::: Data provided :::

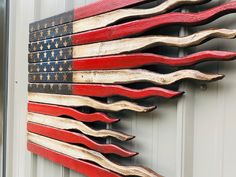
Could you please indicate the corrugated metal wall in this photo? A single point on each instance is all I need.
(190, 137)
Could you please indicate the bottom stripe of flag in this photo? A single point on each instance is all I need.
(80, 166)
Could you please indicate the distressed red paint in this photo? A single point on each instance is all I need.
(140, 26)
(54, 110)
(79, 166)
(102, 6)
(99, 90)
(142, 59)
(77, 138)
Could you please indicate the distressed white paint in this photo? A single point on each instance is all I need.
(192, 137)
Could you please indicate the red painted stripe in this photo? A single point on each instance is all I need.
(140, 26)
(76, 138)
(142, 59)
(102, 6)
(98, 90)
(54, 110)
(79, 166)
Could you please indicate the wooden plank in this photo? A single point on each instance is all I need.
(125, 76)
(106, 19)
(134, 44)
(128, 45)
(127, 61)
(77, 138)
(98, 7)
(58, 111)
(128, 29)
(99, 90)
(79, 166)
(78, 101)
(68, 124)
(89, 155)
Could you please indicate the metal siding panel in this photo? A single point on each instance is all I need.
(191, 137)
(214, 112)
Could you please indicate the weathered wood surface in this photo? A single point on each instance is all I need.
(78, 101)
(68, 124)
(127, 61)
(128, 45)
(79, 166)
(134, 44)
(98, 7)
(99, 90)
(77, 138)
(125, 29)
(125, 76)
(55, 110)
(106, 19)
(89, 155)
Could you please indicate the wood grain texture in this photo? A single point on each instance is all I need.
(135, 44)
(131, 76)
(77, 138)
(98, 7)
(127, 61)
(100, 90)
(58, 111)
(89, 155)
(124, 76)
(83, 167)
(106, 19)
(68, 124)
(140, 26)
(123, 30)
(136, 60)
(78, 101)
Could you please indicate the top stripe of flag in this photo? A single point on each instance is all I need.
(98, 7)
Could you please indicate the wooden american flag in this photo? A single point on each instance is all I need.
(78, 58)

:::
::: Data provided :::

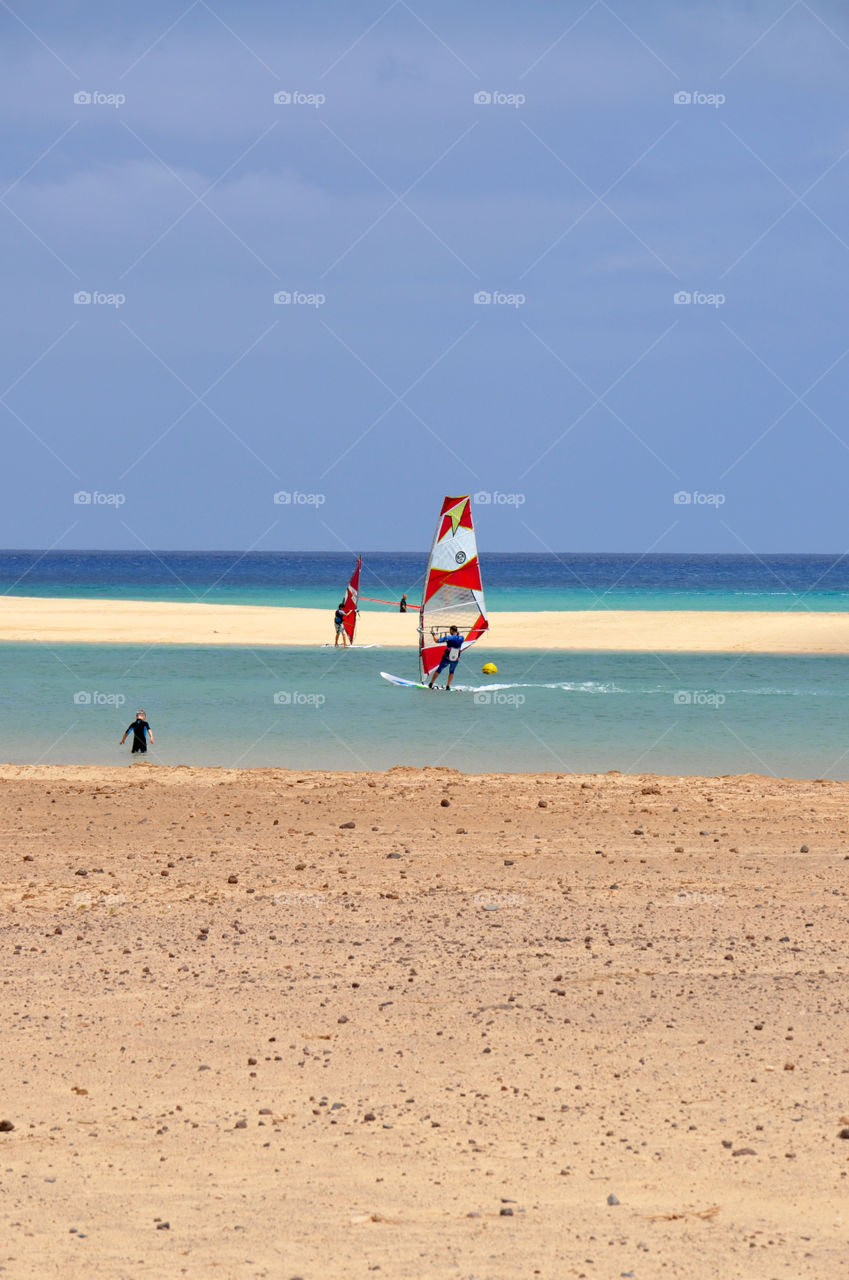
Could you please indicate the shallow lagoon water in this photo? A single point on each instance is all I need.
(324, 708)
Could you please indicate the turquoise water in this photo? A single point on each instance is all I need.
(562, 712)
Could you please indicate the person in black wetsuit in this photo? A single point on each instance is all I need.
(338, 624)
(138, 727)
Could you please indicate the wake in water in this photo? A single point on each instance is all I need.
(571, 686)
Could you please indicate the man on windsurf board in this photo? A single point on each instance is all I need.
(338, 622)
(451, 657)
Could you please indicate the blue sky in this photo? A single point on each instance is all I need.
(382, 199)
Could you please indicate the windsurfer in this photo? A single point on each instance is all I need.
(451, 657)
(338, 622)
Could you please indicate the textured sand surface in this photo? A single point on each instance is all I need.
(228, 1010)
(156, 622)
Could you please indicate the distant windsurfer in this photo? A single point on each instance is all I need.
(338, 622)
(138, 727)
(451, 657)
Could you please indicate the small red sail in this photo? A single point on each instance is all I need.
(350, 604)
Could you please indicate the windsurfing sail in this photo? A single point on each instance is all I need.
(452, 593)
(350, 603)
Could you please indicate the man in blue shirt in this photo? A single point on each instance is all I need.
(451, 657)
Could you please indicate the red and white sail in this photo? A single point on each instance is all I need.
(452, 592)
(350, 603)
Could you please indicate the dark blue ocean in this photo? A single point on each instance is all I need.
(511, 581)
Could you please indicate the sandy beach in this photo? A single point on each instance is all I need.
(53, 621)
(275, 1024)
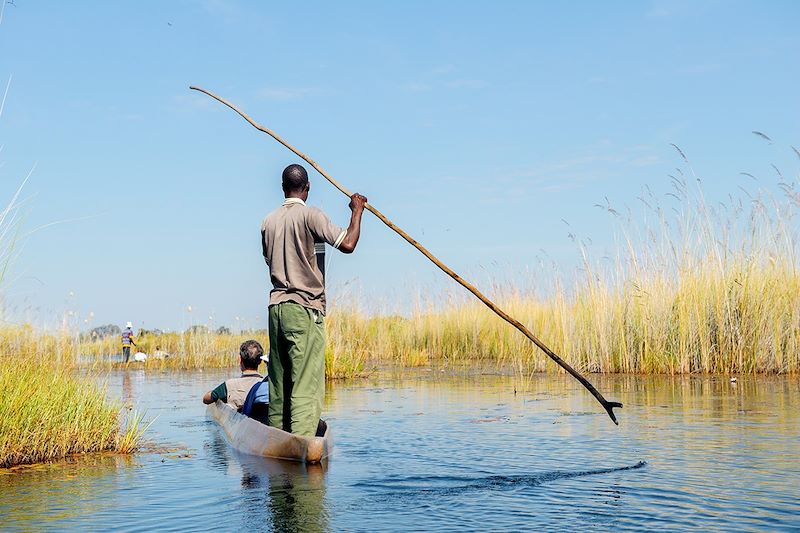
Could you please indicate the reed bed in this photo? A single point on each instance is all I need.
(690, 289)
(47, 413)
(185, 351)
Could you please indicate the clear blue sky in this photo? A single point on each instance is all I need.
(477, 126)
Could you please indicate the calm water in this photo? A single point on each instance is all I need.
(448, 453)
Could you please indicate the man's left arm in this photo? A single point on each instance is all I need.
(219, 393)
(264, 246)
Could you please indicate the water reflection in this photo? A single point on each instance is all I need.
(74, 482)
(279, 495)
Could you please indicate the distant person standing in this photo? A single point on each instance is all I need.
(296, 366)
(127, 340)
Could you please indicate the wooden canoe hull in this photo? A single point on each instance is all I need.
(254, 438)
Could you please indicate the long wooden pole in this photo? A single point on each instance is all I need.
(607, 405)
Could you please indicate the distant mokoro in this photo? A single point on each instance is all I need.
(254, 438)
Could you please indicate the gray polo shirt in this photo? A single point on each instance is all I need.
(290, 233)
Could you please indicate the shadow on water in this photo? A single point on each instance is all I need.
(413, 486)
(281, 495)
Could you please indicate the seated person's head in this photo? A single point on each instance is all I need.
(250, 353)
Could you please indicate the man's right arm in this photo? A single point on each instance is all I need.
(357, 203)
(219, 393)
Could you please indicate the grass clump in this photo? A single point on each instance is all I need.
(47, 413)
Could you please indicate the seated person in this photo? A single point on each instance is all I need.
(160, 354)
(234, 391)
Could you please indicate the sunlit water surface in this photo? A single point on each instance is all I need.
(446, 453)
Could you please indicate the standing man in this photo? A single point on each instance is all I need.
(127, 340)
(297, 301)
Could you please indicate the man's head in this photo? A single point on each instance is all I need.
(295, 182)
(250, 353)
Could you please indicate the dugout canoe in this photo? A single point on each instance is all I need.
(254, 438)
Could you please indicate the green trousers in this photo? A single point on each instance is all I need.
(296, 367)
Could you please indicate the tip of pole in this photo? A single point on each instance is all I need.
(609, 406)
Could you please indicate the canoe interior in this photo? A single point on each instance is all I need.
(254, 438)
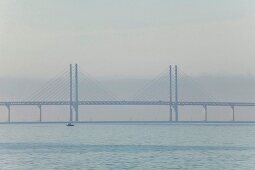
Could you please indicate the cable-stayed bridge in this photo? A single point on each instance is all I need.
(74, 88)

:::

Directive
Count the lines in the items above that contain the word "pole", and reply with the number alone.

Exercise solution
2